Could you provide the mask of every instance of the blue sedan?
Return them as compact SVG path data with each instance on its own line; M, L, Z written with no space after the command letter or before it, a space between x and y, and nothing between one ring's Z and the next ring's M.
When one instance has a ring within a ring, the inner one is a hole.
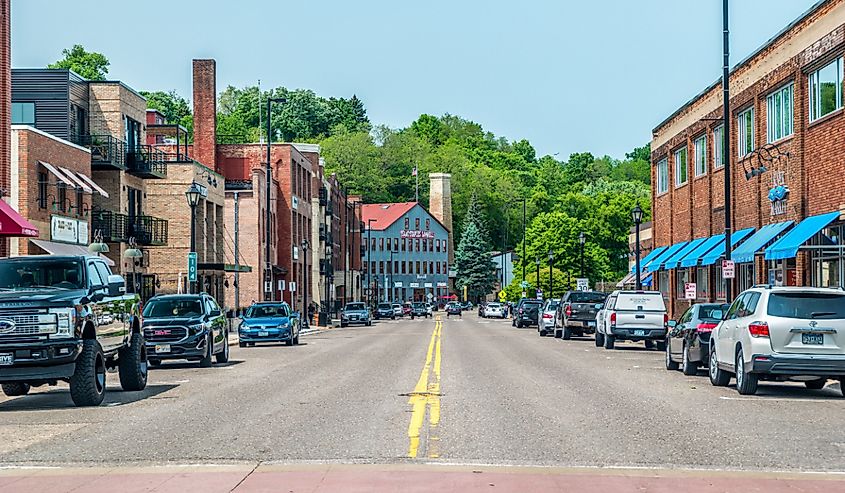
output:
M247 308L238 327L238 345L256 342L299 344L299 317L284 302L256 303Z

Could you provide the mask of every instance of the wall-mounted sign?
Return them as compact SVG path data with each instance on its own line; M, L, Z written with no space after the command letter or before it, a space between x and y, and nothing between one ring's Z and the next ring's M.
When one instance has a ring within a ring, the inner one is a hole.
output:
M403 229L399 232L401 238L434 238L434 231L419 231Z

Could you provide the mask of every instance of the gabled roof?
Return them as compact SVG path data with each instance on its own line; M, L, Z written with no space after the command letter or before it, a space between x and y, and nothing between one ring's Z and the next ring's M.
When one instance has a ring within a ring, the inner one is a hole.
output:
M415 205L417 205L417 202L364 204L361 206L361 220L370 229L385 230L400 217L407 214ZM373 222L370 223L370 220Z

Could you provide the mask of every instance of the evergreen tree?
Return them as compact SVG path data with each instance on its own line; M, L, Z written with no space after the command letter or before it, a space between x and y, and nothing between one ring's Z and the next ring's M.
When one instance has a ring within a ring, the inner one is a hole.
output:
M469 222L455 251L458 289L467 288L470 298L485 296L493 291L496 281L496 266L490 259L490 252L484 238L474 222Z

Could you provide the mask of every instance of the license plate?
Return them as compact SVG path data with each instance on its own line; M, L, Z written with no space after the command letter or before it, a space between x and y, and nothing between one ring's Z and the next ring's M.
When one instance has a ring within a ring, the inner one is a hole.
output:
M805 333L801 334L801 344L821 346L824 344L824 334Z

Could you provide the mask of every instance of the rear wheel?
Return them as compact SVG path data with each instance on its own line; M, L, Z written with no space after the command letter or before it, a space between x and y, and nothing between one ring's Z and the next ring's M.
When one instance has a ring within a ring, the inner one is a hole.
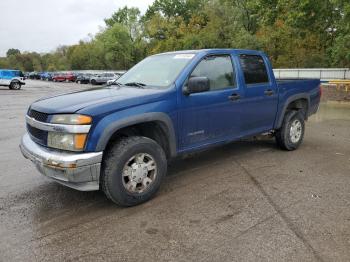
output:
M163 149L146 137L127 137L107 152L101 173L101 188L120 206L134 206L151 199L166 175Z
M285 114L282 127L276 132L276 142L285 150L297 149L303 141L305 122L299 111L289 111Z
M10 89L13 89L13 90L20 90L21 89L21 83L20 82L12 82L10 84Z

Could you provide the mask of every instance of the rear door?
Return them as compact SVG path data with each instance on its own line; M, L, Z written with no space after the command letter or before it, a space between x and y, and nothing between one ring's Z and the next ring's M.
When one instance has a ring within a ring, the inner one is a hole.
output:
M273 128L277 112L278 93L269 75L266 57L240 54L238 60L245 86L242 99L241 132L244 136Z
M180 147L201 147L239 134L240 89L230 54L209 55L190 77L203 76L210 90L181 97Z

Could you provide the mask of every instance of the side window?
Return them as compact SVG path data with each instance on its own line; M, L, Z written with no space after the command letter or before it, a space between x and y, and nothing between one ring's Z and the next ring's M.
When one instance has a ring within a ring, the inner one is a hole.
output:
M268 83L269 77L264 59L259 55L240 55L239 63L242 67L245 83Z
M205 76L209 78L210 90L235 86L235 74L229 55L208 56L193 70L190 77Z

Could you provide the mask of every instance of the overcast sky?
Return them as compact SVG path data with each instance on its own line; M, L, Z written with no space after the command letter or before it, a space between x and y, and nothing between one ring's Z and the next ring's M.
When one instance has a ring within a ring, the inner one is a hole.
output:
M153 0L0 0L0 56L9 48L49 52L87 39L119 7L142 13Z

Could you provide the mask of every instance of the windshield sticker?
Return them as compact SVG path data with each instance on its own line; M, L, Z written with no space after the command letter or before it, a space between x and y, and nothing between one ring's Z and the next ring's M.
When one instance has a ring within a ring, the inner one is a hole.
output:
M192 59L194 57L194 54L179 54L175 55L174 59Z

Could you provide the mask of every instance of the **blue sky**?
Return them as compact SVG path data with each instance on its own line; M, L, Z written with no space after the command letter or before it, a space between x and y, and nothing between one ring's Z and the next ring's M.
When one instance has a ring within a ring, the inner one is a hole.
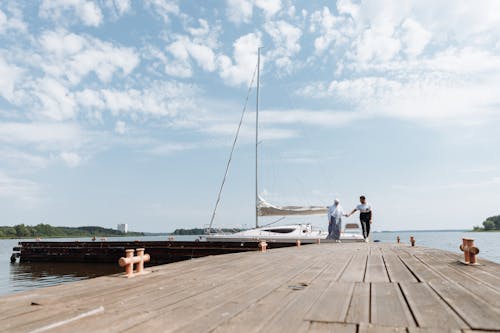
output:
M207 225L259 46L267 201L500 213L498 1L46 0L0 3L0 224ZM219 227L254 221L250 98Z

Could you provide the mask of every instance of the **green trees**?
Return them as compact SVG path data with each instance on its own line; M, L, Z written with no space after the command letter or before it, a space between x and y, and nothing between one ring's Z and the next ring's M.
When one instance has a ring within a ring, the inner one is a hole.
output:
M0 226L0 238L50 238L50 237L110 237L110 236L144 236L142 232L123 233L115 229L102 227L53 227L49 224L29 226L18 224L13 227Z
M500 230L500 215L490 216L483 222L483 227L474 227L476 231Z

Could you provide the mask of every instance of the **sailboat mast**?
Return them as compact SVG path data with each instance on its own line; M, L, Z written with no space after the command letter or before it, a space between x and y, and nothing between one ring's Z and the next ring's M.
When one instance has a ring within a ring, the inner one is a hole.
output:
M260 49L257 56L257 101L255 103L255 227L259 227L259 89L260 89Z

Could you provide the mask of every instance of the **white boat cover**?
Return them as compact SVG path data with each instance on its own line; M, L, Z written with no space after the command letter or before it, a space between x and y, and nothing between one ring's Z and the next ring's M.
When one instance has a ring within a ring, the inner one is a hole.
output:
M259 216L288 216L326 214L325 206L274 206L259 196L257 213Z

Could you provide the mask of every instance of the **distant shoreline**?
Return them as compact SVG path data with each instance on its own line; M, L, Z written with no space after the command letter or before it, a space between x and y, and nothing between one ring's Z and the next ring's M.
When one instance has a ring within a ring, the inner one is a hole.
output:
M372 231L373 233L389 233L389 232L472 232L472 229L437 229L437 230L383 230Z

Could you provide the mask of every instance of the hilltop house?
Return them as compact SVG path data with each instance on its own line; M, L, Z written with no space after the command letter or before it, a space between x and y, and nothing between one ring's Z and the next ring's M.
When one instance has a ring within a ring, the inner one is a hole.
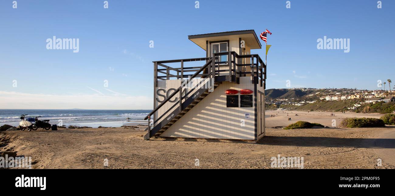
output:
M386 103L395 101L395 97L373 97L365 101L365 103L374 103L379 101L384 101Z

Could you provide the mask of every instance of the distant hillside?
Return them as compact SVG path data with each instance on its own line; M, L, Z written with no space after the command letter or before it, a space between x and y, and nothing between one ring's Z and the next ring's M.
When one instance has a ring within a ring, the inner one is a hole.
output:
M347 108L354 106L354 104L357 102L350 101L322 101L309 103L298 108L296 110L299 111L326 111L331 112L339 112L347 110Z
M384 102L363 105L355 110L357 113L378 112L380 114L391 113L394 111L395 111L395 103L385 103Z
M265 98L276 99L288 92L287 89L276 89L272 88L271 89L267 89L265 90Z
M308 90L302 91L300 89L271 89L265 90L266 99L297 99L303 96L315 93L316 91L320 91L319 90Z
M290 90L281 95L279 99L297 98L310 94L313 91L302 91L299 90Z

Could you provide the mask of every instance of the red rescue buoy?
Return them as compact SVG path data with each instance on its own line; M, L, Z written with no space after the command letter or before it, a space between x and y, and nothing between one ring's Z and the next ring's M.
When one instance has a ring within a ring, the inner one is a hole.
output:
M243 95L248 95L252 93L253 91L248 89L243 89L240 90L240 94Z
M238 93L239 91L234 89L229 89L229 90L226 90L226 91L225 91L225 93L228 95L234 95Z

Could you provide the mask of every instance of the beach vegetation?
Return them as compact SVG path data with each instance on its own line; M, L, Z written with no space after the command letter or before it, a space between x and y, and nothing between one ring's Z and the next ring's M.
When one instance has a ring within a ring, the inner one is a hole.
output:
M342 127L361 128L384 127L385 124L381 119L374 118L346 118L340 123Z
M324 126L318 123L311 123L306 121L298 121L295 123L291 124L287 127L284 128L284 129L305 129L311 128L313 127L317 126L324 127Z
M395 114L387 114L380 118L386 125L395 125Z

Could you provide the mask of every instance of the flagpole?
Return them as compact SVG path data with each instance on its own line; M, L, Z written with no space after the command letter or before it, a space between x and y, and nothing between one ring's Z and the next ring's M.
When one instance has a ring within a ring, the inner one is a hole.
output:
M266 29L266 30L267 30L267 29ZM265 43L266 43L266 45L265 46L266 47L265 47L265 61L266 61L266 63L265 63L265 64L266 64L266 66L267 66L267 39L266 40L266 41L265 41Z

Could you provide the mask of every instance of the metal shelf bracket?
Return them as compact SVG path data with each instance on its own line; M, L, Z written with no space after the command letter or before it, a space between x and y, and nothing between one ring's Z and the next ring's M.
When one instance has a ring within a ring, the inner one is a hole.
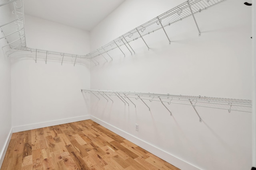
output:
M138 32L138 33L139 33L139 35L140 35L140 38L141 38L141 39L142 39L142 40L143 40L143 41L144 41L144 43L145 43L145 44L146 44L146 45L147 46L147 47L148 47L148 50L149 50L149 47L148 46L148 45L147 44L147 43L146 43L146 41L145 41L145 40L144 40L144 39L141 36L141 34L140 34L140 32L139 32L139 31L138 30L138 29L137 29L137 28L136 28L136 30L137 30L137 32Z
M160 25L161 25L161 26L162 27L162 28L163 29L163 30L164 30L164 33L165 33L165 35L166 35L166 37L167 37L167 39L168 39L168 40L169 41L169 44L171 44L171 41L170 40L170 39L169 38L169 37L168 37L168 35L167 35L167 33L166 33L166 31L165 31L165 29L164 29L164 27L163 26L163 25L162 24L162 21L161 21L161 20L159 19L159 17L157 17L157 19L158 20L158 21L159 21L159 23L160 24Z
M196 109L195 105L193 104L193 103L192 103L192 102L191 102L191 100L190 100L190 99L189 99L188 100L189 101L189 102L190 102L190 103L191 104L191 106L192 106L192 107L193 107L194 109L195 110L195 111L196 111L196 114L198 116L198 117L199 117L199 122L202 122L202 119L201 118L200 115L198 114L198 113L197 112L197 110L196 110Z
M146 104L146 103L145 103L145 102L143 101L143 100L142 100L141 98L140 98L140 97L139 96L137 96L138 97L138 98L140 98L140 99L142 101L142 102L144 103L144 104L145 104L145 105L147 106L147 107L148 107L148 110L150 111L150 108L149 108L149 107L148 107L148 106L147 105L147 104Z

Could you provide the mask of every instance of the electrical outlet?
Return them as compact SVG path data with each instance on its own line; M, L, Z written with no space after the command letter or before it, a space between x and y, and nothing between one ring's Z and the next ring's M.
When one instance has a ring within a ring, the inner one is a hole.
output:
M139 125L138 124L135 124L135 130L136 131L139 131Z

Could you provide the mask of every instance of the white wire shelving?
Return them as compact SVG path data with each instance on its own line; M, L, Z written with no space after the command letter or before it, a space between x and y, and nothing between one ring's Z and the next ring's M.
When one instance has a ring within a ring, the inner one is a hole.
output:
M101 56L107 61L108 61L107 58L112 60L112 58L108 52L115 49L119 49L120 53L125 57L125 53L120 48L120 46L123 45L125 46L131 55L135 54L135 51L129 43L137 39L141 39L149 49L150 47L143 37L159 30L163 30L170 44L171 40L164 28L190 16L193 18L198 31L199 35L200 36L201 32L194 14L225 0L187 0L98 48L93 51L86 55L81 55L27 47L25 34L23 0L0 0L0 15L1 16L1 19L0 19L0 28L3 35L3 37L0 38L0 39L4 38L7 41L8 44L2 47L2 48L9 47L10 49L6 51L8 56L19 51L30 51L35 53L36 62L37 53L40 53L46 54L46 61L48 54L53 54L59 55L62 57L62 64L64 57L76 57L76 60L77 58L91 59L96 65L99 64L99 63L96 60L96 57Z
M135 104L130 99L139 100L142 101L150 111L150 109L144 100L150 102L160 102L168 110L170 115L172 113L167 107L166 104L171 103L191 106L202 122L202 119L196 109L196 107L204 107L227 110L230 113L232 111L244 112L252 112L252 102L251 100L232 99L223 98L211 98L206 96L189 96L173 95L169 94L157 94L154 93L136 93L127 92L104 91L94 90L81 89L82 92L88 93L94 95L99 100L100 97L104 98L108 102L111 100L112 96L116 96L122 100L125 105L128 106L132 104L136 107Z

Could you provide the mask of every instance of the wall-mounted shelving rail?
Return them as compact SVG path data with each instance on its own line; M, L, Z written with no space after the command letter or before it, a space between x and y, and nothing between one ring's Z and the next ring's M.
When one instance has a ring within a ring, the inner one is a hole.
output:
M144 100L150 102L157 101L160 102L168 110L170 115L172 113L166 106L166 104L180 104L192 106L199 118L199 121L202 119L199 115L196 107L201 107L225 109L230 112L231 111L252 112L252 103L251 100L238 99L231 99L222 98L210 98L206 96L189 96L173 95L169 94L157 94L154 93L136 93L126 92L97 90L81 90L81 92L89 93L94 95L99 100L100 97L103 98L108 102L111 100L114 102L112 96L116 96L122 100L125 105L128 106L132 104L136 107L135 104L131 99L139 100L148 107L150 108Z
M98 47L91 53L86 55L81 55L27 47L25 34L23 0L0 0L0 15L1 16L0 19L0 30L3 35L3 37L0 38L0 39L4 38L7 41L8 44L2 47L2 48L9 47L10 49L8 49L6 51L8 56L18 51L30 51L35 53L36 62L37 53L40 53L46 54L46 61L47 55L53 54L59 55L62 57L62 64L64 57L75 57L76 60L77 58L90 59L96 65L99 63L96 60L96 57L102 57L107 62L109 59L112 60L112 58L108 52L115 49L118 49L120 53L125 57L125 52L120 48L121 46L125 46L131 55L135 54L135 52L130 43L140 39L143 41L146 47L149 49L150 47L143 37L159 30L163 30L168 42L170 44L171 40L166 32L164 28L190 16L193 17L198 31L199 35L200 35L201 32L194 14L225 0L188 0Z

▶ **DIRECTIVE**:
Express the material above, from the line with "Could you provide the mask of every instance of the license" to the line with "M10 89L13 89L13", as a two-column CSV headed instruction and output, with one row per text and its answer and each value in a single quoted field where line breaks become spaces. Leave the pictures out.

▶ **SOLUTION FOR THIS EXERCISE**:
instruction,output
"Could you provide the mask of every instance of the license plate? Return them as compact SVG path data with each instance on its own line; M, L, Z written with no space after the command letter or before it, a space between x and y, and nothing between one ring's Z and the next ring's M. When one instance has a ring within a ring, the inner one is a hole. output:","M805 333L801 334L801 344L821 346L824 344L824 334Z"
"Could you provide the mask of every instance of the rear wheel? Return them as compact SVG path data with each instance on its own line; M, L, Z written with no space after the command letter or before it, a space between x and y, and nothing between one ring's Z and the next ring's M. When one instance has a ring within a ring, the inner one is a hole. output:","M163 149L146 137L127 137L107 152L101 173L101 188L120 206L134 206L151 199L166 175Z M285 114L282 127L276 132L276 142L285 150L297 149L303 141L305 122L299 111L289 111Z M10 89L13 89L13 90L20 90L21 89L21 83L20 82L12 82L10 84Z"